START Document passage
Women on the Front Lines of Change: Empowerment in the Face of Climate and Displacement

Women on the Front Lines of Change: Empowerment in the Face of Climate and Displacement

Women on the Front Lines of Change: Empowerment in the Face of Climate and Displacement

In the wake of extreme weather and other climate change disruptions, women are disproportionately at risk of violence and displacement. At the same time, in their roles as providers, caretakers, and leaders, women around the world are already helping communities on the front lines of climate change adapt to changing realities. As more people migrate to find better lives, the work and leadership of women will be more important than ever to helping vulnerable communities cope with the effects of climate change.

OVERVIEW

“It is often expected that women care more, and therefore women are going to volunteer, and be the saviors” in times of crisis, said Eleanor Blomstrom, the Program Director and Head of Office for the Women’s Environment & Development Organization (WEDO), at a Wilson Center event on climate displacement and the changing role of women. A panel of experts discussed the impacts of climate change that not only force women to move, but also put them disproportionately at risk.  By integrating gender dimensions of climate-related displacement into research, policy, and programs, we can gain a better understanding of the challenges that women face and support women’s efforts to be changemakers for their communities as they adapt to climate threats. “All issues are women’s issues,” said Blomstrom.
END Document passage
START Data for this exercise
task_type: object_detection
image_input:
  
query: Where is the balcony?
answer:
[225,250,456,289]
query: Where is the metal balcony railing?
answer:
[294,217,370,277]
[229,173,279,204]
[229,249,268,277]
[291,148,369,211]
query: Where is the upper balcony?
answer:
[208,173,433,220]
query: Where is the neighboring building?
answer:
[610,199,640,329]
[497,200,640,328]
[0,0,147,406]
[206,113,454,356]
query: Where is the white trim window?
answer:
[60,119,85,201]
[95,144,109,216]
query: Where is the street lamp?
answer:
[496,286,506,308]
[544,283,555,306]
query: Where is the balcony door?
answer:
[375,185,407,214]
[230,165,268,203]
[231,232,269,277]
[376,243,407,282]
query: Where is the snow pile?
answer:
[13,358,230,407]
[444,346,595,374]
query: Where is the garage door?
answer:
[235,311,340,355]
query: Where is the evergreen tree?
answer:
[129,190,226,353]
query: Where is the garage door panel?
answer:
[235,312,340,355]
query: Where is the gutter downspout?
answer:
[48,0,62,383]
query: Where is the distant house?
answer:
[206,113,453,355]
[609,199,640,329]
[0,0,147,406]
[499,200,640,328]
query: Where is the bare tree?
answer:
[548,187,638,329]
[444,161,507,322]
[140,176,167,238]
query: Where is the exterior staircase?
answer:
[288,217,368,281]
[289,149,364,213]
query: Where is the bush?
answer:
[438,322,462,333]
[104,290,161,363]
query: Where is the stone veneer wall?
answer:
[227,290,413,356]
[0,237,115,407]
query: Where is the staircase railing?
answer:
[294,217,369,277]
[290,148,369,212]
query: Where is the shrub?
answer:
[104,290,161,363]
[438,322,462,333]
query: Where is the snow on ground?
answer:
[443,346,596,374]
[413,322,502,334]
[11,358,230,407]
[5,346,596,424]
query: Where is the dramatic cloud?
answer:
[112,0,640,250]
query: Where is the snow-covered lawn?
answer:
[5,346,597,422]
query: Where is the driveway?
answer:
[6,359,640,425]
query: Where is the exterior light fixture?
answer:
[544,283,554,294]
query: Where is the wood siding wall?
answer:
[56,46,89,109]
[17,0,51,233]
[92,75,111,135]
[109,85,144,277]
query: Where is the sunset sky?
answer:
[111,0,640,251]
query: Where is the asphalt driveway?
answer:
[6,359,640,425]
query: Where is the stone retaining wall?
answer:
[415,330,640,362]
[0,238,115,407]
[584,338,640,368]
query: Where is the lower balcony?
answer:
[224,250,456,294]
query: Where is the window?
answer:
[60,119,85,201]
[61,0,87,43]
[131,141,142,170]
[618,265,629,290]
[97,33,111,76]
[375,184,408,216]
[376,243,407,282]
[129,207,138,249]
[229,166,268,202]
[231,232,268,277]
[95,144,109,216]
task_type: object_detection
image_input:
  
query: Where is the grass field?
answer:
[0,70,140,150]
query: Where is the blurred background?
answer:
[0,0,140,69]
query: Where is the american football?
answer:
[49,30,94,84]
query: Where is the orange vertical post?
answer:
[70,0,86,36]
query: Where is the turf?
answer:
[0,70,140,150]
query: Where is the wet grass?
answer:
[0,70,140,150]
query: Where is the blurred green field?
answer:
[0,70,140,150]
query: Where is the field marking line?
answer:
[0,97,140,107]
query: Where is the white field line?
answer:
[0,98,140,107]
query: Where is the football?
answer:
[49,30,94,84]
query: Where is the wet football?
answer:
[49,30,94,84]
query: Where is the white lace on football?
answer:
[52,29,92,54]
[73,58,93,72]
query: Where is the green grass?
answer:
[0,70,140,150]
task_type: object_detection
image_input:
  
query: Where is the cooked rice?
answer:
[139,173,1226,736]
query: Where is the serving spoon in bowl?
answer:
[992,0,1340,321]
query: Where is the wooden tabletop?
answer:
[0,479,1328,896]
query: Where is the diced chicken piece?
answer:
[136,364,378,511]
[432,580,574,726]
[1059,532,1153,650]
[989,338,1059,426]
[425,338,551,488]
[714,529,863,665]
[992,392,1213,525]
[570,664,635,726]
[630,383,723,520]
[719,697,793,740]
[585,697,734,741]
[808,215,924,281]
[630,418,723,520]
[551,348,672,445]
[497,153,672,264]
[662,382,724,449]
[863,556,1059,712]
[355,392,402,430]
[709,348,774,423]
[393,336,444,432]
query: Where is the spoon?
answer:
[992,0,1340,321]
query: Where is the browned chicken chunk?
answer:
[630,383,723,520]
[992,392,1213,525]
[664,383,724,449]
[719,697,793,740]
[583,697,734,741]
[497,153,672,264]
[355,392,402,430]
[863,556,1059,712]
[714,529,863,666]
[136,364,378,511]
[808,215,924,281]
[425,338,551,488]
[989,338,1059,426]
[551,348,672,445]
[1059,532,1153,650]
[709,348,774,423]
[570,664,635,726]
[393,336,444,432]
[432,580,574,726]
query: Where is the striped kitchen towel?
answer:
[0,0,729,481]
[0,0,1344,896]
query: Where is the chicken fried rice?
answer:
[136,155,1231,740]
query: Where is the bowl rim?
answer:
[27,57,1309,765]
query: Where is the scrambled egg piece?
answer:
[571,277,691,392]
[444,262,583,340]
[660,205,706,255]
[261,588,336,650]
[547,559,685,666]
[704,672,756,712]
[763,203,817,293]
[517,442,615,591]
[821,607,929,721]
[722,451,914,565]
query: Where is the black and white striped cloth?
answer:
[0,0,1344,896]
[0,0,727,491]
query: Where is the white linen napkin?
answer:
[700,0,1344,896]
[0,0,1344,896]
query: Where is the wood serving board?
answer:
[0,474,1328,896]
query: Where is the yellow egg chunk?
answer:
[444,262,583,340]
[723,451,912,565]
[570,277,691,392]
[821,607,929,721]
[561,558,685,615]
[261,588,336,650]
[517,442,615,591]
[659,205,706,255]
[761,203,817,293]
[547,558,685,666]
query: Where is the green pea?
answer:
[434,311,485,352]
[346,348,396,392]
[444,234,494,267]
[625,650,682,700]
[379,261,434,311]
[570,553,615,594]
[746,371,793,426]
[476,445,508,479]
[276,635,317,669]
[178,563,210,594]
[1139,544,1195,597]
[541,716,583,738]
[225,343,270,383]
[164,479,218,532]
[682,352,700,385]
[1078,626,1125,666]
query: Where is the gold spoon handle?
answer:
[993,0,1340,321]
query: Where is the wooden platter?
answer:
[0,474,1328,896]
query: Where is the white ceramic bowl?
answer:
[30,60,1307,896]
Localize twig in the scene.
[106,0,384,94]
END Data for this exercise
Task set ::
**A.** Render the rows as a numbered list, from the start of the rows through the line containing "[5,346,597,422]", with both ends included and blank lines left out.
**B.** Continue the piece on women, climate change, and displacement from where it stops.

The results ::
**A.**
1. task_type: object_detection
2. image_input:
3. query: Where is the balcony?
4. answer:
5. [225,250,456,289]
6. query: Where is the metal balcony railing?
7. answer:
8. [294,217,370,277]
9. [229,173,279,204]
10. [229,249,268,277]
11. [291,148,369,211]
12. query: Where is the upper balcony?
13. answer:
14. [208,173,433,220]
15. query: Where is the neighboring building?
16. answer:
17. [610,199,640,329]
18. [497,200,640,328]
19. [0,0,147,406]
20. [206,113,454,356]
21. query: Where is the white trim window?
22. answer:
23. [60,119,85,201]
24. [95,144,109,216]
25. query: Where is the street lamp?
26. answer:
27. [496,286,506,308]
28. [544,283,555,306]
29. query: Where is the balcony door?
30. answer:
31. [375,185,407,214]
32. [230,165,268,203]
33. [231,232,269,277]
34. [376,243,407,282]
35. query: Where is the snow pile?
36. answer:
37. [13,358,230,407]
38. [444,346,595,374]
39. query: Where is the garage door?
40. answer:
41. [235,311,340,355]
42. query: Where is the evergreen tree?
43. answer:
44. [129,190,226,353]
45. query: Where is the garage door panel?
46. answer:
47. [235,312,340,355]
48. query: Where is the gutter downspout?
49. answer:
50. [48,0,62,383]
51. query: Where is the distant house?
52. answer:
53. [206,113,453,355]
54. [609,199,640,329]
55. [0,0,147,406]
56. [499,200,640,328]
57. query: Where is the bare tree?
58. answer:
59. [548,187,638,329]
60. [444,161,507,322]
61. [140,176,167,238]
62. query: Where is the exterior staircase?
63. answer:
64. [288,217,368,281]
65. [289,149,364,213]
66. query: Where is the bush?
67. answer:
68. [438,322,462,333]
69. [104,290,161,363]
70. query: Where is the stone veneer wall?
71. answer:
72. [227,290,413,356]
73. [0,237,115,407]
74. query: Where is the staircase railing?
75. answer:
76. [294,217,369,277]
77. [290,148,369,212]
78. query: Where is the shrub?
79. answer:
80. [104,290,161,363]
81. [438,322,462,333]
82. query: Where is the snow on ground?
83. answer:
84. [443,346,596,374]
85. [413,322,502,334]
86. [11,358,230,407]
87. [5,346,596,424]
88. query: Where is the dramatic cloud?
89. answer:
90. [112,0,640,250]
91. query: Where is the snow-covered lawn?
92. answer:
93. [5,346,597,422]

**B.**
The Gender Dimensions of Climate-Related Displacement

“The vulnerability of women and girls is not because of their nature,” but because of the structural inequalities that deny them agency and expose them to violence, said Verona Collantes, an intergovernmental specialist with UN Women. “Gender inequalities persist”—through the roles and responsibilities assigned to women, the opportunities not afforded to them, and their lack of access to political power, education, land, or even basic finances, she said.

For migrant and displaced women in developing countries, these vulnerabilities are further exacerbated by climate-related events. For example, “natural disasters increase women’s vulnerability to sexual exploitation and human trafficking,” said Justine Calma, an environmental justice reporter and fellow at Grist. “Climate change is making it easier for human traffickers to operate” in spaces where there is a breakdown of infrastructure and a chaotic movement of people, leading to the creation of new hot spots for trafficking, she said. “Human trafficking thrives where people are desperate and displaced.”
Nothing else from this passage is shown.